Requirement 1 ->
In the essay on growing up with scarcity, list every activity the text names as a way people spent time visiting at the family home.
Requirement 2 ->
Resume the essay on growing up with scarcity after its final sentence, keeping its voice and subject.

Document segment ->
————————

Chasing a Dream: The Advantages of Scarcity

Or… the Stuff Dreams Are Made Of

Today isn’t the first time along my dream chase that I’ve given thought to the advantages of growing up in an environment of scarcity. Today is the day when I became truly grateful for that scarcity after reading an article about why Steve Jobs wouldn’t let his children have iPads. I found it to be enlightening.

We Didn’t Know We Were Poor

My Mom and siblings (I'm the round-faced one looking off camera) (Daddy's holding the camera)

My Mom and siblings (I’m the round-faced one looking off camera) (Daddy’s holding the camera)

My parents had four children, and hearts big enough to encompass a whole passel of cousins and friends and friends of friends and people who began as strangers and ended up as family. There were many times when relatives divorced, and we continued to welcome the presence of the exes and their new families as everyone eventually moved on in their lives. My parents showed everyone love and acceptance; those who needed guidance got it. Sometimes people whose behavior got too loud and rowdy and out of line were taken behind the hen house for a “talking to.” Those who needed a safe haven found it. Those who just needed a good meal and a warm welcome always received more than they could have ever hoped. There was always enough to feed anyone who dropped by, even when whole families came unannounced. And there was always time to visit—to play music, to play cards, to sit in front yard and chat, waving as neighbors drove by. Our home was filled with love and laughter; it was the one place everyone loved to be.

————————

Entries supplied ->
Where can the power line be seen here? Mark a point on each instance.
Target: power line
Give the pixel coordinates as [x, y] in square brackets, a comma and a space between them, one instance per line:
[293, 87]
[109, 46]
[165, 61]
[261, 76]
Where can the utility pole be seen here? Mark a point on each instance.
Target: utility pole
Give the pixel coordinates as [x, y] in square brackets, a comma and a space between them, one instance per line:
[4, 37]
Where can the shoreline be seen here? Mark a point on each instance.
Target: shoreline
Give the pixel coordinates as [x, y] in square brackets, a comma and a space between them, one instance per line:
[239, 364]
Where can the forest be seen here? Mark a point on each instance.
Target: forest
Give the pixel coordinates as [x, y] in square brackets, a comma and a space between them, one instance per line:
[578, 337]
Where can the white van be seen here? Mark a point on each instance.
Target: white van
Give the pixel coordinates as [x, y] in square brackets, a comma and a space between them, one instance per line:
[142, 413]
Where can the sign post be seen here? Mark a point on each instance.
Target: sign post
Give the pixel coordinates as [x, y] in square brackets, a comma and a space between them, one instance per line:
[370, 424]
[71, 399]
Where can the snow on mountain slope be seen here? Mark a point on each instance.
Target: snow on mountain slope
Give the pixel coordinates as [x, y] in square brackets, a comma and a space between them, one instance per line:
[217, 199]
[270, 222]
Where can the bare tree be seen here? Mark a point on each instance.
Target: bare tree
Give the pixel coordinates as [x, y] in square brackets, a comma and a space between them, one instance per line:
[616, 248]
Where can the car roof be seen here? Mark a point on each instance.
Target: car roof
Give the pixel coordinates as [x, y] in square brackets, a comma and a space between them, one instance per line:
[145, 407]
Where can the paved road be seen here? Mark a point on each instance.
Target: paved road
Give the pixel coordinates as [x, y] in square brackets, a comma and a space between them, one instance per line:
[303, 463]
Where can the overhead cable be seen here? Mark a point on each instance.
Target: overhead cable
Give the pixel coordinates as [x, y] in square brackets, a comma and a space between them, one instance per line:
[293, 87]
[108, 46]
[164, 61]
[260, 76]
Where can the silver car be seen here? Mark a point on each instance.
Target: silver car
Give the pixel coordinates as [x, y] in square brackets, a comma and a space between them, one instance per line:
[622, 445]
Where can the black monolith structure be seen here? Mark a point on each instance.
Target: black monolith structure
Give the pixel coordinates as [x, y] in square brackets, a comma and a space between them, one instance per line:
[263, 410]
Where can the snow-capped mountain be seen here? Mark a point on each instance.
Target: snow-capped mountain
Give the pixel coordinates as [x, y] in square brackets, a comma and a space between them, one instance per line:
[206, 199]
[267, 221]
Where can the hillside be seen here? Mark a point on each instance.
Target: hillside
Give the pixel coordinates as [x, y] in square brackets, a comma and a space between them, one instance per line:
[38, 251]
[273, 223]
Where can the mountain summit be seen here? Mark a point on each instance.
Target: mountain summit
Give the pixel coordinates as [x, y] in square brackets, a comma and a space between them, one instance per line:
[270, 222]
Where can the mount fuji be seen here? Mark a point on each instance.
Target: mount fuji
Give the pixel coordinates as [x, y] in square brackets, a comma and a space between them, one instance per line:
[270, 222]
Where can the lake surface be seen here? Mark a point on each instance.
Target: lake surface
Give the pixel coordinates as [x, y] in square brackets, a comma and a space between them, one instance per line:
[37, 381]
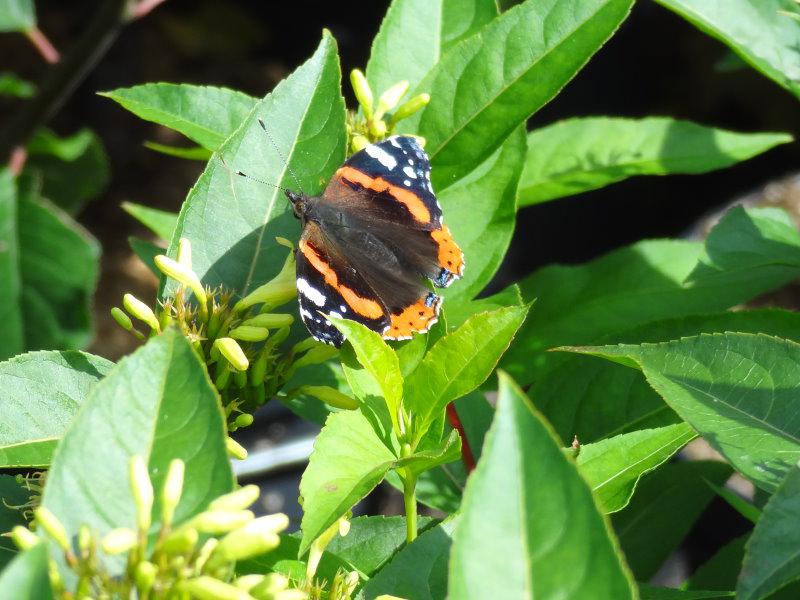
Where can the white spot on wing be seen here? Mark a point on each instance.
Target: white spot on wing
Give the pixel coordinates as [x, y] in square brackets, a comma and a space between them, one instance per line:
[310, 292]
[383, 157]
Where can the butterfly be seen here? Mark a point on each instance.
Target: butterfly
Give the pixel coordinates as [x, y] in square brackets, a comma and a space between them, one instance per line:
[370, 241]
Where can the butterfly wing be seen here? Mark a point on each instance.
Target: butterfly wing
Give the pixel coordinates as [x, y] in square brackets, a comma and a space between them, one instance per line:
[387, 185]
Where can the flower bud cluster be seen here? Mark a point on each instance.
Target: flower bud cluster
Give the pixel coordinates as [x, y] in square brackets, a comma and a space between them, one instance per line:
[376, 121]
[241, 342]
[193, 559]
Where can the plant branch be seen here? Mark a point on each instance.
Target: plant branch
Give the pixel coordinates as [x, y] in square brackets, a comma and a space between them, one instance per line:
[466, 450]
[62, 79]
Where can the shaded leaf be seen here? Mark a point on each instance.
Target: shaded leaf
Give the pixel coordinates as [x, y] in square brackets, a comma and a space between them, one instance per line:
[613, 467]
[40, 394]
[578, 155]
[664, 508]
[206, 115]
[157, 403]
[738, 390]
[754, 29]
[519, 541]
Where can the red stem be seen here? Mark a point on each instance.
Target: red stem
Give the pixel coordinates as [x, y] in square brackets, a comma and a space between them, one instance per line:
[466, 451]
[43, 45]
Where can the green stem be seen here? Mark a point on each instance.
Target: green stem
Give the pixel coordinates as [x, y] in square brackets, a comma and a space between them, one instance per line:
[410, 501]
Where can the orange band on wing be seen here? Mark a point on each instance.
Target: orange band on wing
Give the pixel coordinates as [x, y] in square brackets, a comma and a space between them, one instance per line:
[363, 306]
[417, 318]
[450, 256]
[408, 198]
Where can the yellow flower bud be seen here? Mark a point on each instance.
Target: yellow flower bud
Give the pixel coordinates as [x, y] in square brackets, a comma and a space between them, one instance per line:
[390, 98]
[52, 526]
[239, 499]
[208, 588]
[142, 489]
[407, 109]
[270, 320]
[172, 490]
[330, 396]
[181, 541]
[232, 352]
[24, 538]
[145, 576]
[221, 521]
[183, 275]
[235, 450]
[141, 311]
[362, 91]
[119, 541]
[248, 333]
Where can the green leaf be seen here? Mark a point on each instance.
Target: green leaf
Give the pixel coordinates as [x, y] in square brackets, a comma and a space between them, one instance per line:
[14, 499]
[754, 29]
[484, 230]
[578, 155]
[58, 263]
[421, 31]
[419, 570]
[206, 115]
[664, 508]
[306, 119]
[193, 153]
[771, 560]
[613, 467]
[26, 577]
[17, 15]
[753, 251]
[348, 461]
[649, 592]
[378, 360]
[11, 85]
[735, 389]
[498, 77]
[519, 541]
[160, 222]
[12, 333]
[68, 171]
[157, 403]
[40, 394]
[574, 395]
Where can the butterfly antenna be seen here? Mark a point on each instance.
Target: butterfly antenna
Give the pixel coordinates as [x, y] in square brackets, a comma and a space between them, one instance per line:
[279, 153]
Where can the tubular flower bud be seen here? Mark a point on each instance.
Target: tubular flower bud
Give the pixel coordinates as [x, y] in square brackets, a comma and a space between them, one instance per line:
[232, 352]
[249, 333]
[208, 588]
[142, 490]
[183, 275]
[52, 526]
[407, 109]
[221, 521]
[172, 490]
[270, 321]
[239, 499]
[141, 311]
[119, 541]
[276, 292]
[185, 253]
[24, 538]
[329, 396]
[181, 541]
[362, 91]
[235, 450]
[390, 98]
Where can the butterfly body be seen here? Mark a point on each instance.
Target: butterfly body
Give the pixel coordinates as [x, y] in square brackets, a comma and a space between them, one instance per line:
[369, 242]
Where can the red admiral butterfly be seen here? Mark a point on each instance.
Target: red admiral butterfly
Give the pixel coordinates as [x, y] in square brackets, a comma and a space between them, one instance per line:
[369, 241]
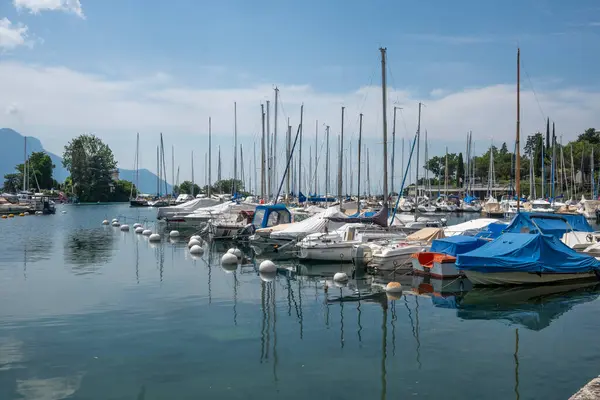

————————

Exercise response 1 ->
- Playing music
- Playing cards
- Sitting in the front yard and chatting

Exercise response 2 ->
We Played

One of the advantages of scarcity is that we learned to be creative. We didn’t have half a dozen televisions so that everyone got to watch his or her own show. No, sir. There was ONE television, and in the evenings, that one played whatever our parents wanted to watch. We kids had a choice: watch what they were watching (without bitching—you see, children weren’t entitled to get our way back then), or go entertain ourselves. At night, it often led to hours of Monopoly or darts or cards or making tents out of blankets and kitchen chairs or reading a book. Daytime found us playing in the yard—dribbling basketball on the patch of dirt where there had been grass until the goal was nailed to a tree, or softball (where the lilac bush was second base), or riding our bicycles. We played croquet or horseshoes or hide-and-seek or chase; we made mud-pies or hiked in the woods or made kites or threw rocks at cans or even played “rock-paper-scissors” if we were tired of everything else. We made puppets out of rags and put on our own puppet shows; we drew or colored or told ghost stories. We TALKED.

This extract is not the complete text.